## Exercise description
Can you rewrite these lines with every "whole-pixel" changed to "integer" and nothing else altered?

## Data shown

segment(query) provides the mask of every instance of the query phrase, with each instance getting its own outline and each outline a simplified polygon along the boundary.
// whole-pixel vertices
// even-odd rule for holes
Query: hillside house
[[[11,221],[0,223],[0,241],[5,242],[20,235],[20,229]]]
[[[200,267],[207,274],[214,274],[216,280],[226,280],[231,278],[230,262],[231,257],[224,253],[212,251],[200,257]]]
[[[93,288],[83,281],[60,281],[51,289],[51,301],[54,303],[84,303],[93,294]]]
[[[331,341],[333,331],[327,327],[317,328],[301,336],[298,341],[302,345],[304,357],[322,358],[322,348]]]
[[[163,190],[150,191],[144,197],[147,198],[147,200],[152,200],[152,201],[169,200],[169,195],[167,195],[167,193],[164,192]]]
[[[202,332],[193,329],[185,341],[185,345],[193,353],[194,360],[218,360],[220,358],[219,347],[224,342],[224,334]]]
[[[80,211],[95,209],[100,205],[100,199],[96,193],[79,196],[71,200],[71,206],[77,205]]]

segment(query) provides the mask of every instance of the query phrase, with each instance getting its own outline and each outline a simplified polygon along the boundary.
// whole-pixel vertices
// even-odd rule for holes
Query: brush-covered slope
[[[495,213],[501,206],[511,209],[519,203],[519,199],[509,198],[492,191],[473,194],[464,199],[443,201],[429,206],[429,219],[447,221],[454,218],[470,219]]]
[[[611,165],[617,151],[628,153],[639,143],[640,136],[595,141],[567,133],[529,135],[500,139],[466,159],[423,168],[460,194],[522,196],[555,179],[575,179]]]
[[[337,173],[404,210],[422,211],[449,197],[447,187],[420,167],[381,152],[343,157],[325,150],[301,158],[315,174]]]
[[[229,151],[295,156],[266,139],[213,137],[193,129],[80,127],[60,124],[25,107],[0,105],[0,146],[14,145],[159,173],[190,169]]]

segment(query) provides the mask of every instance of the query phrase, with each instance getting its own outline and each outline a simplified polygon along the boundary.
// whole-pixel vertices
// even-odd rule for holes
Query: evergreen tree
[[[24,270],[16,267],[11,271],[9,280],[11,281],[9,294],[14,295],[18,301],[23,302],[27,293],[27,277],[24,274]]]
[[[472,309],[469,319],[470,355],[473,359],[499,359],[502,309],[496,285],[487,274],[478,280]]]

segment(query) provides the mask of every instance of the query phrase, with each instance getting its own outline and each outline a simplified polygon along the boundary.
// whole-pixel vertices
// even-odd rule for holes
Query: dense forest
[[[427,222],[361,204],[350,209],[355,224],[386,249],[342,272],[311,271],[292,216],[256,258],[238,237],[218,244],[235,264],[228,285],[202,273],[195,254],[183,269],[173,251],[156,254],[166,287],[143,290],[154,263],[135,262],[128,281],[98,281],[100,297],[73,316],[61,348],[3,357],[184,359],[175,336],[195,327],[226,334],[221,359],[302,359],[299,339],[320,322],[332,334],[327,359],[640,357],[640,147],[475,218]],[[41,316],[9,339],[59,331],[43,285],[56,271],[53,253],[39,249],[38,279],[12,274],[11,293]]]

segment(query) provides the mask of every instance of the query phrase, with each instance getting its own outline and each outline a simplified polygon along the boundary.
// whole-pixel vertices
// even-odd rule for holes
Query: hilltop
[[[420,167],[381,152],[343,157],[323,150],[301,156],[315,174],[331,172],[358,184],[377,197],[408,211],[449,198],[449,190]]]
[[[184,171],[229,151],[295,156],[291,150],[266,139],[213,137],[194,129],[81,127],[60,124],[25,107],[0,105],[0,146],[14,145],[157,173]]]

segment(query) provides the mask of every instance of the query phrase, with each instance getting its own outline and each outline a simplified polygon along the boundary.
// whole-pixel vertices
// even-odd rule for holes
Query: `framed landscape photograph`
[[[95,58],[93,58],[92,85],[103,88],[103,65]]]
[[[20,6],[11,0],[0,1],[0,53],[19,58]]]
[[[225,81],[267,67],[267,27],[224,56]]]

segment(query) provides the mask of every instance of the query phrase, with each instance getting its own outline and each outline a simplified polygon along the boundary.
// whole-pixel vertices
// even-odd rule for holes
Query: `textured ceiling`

## The result
segment(query) provides the mask of every instance of the query phrase, with each instance getting its own outline and each outline a simplified polygon along the boundary.
// integer vertices
// even-odd rule for holes
Query: hillside house
[[[11,221],[0,223],[0,241],[5,242],[20,235],[20,229]]]
[[[200,267],[207,274],[214,274],[216,280],[226,280],[231,278],[230,262],[231,257],[224,253],[212,251],[200,257]]]
[[[93,288],[83,281],[60,281],[51,289],[51,301],[54,303],[84,303],[93,294]]]
[[[331,341],[333,331],[327,327],[317,328],[301,336],[298,341],[302,345],[304,357],[322,358],[322,348]]]
[[[163,190],[150,191],[144,197],[147,198],[147,200],[152,200],[152,201],[169,200],[169,195],[167,195],[167,193],[164,192]]]
[[[202,332],[193,329],[185,341],[185,345],[193,353],[194,360],[218,360],[220,358],[219,347],[224,342],[224,334]]]
[[[80,211],[95,209],[100,205],[100,199],[96,193],[79,196],[71,200],[71,206],[77,205]]]

segment(query) provides the mask of every instance of the query phrase, with each instance getting its own outline and each outline a simplified polygon along the boundary.
// integer vertices
// even-odd rule for holes
Query: brush-covered slope
[[[495,213],[501,206],[511,209],[519,203],[519,199],[509,198],[492,191],[473,194],[464,199],[443,201],[429,206],[429,219],[447,221],[454,218],[470,219]]]
[[[611,165],[617,151],[628,153],[639,143],[640,136],[595,141],[567,133],[529,135],[500,139],[466,159],[423,168],[460,194],[522,196],[555,179],[575,179]]]
[[[337,173],[404,210],[422,211],[449,197],[447,187],[420,167],[381,152],[343,157],[325,150],[301,158],[315,174]]]
[[[229,151],[295,156],[266,139],[213,137],[193,129],[80,127],[60,124],[25,107],[0,105],[0,146],[14,145],[159,173],[190,169]]]

segment(query) provides the mask of every instance of the query phrase, with each instance getting its own outline and each outline a simplified polygon along the boundary.
// integer vertices
// even-odd rule for holes
Query: evergreen tree
[[[24,270],[16,267],[11,271],[9,280],[11,281],[9,294],[14,295],[18,301],[23,302],[27,293],[27,277],[24,274]]]
[[[472,309],[469,319],[470,355],[473,359],[499,359],[502,309],[496,285],[487,274],[478,280]]]

segment(query) provides the mask of every instance of the query phrase, with each instance getting its own outline and each outline a simplified polygon along the boundary.
// integer vertices
// even-odd rule for holes
Query: dense forest
[[[427,222],[361,204],[350,209],[355,224],[386,249],[342,272],[311,271],[292,216],[256,258],[238,237],[218,244],[235,264],[228,285],[202,273],[195,254],[183,269],[173,251],[156,254],[166,287],[143,290],[154,263],[135,262],[128,281],[98,281],[100,297],[73,316],[61,348],[3,357],[184,359],[175,336],[195,327],[226,334],[221,359],[302,359],[299,339],[320,322],[332,334],[327,359],[640,357],[640,147],[475,218]],[[41,316],[9,339],[59,331],[43,285],[56,271],[53,253],[39,249],[38,279],[12,274],[11,293]]]

segment(query) provides the mask of every instance of the query phrase, with each instance getting its own outline and each outline a simplified polygon along the boundary.
// integer vertices
// even-odd rule for holes
Query: hilltop
[[[420,167],[381,152],[343,157],[323,150],[301,156],[315,174],[331,172],[358,184],[377,197],[408,211],[449,198],[449,190]]]
[[[184,171],[229,151],[295,156],[291,150],[266,139],[213,137],[194,129],[81,127],[60,124],[25,107],[0,105],[0,146],[14,145],[157,173]]]

segment(query) provides the mask of every instance of the query phrase, with each instance getting its own outline and each outline a simplified polygon along the boundary.
// integer vertices
// even-odd rule for holes
Query: `framed landscape photograph`
[[[95,58],[93,58],[92,85],[103,88],[103,65]]]
[[[20,6],[11,0],[0,1],[0,53],[19,58]]]
[[[225,81],[267,67],[267,27],[224,56]]]

segment(query) provides the mask of every instance of the query phrase, with each instance getting its own outline and each outline a simplified polygon along the boundary.
// integer vertices
// even-odd rule for holes
Query: `textured ceiling`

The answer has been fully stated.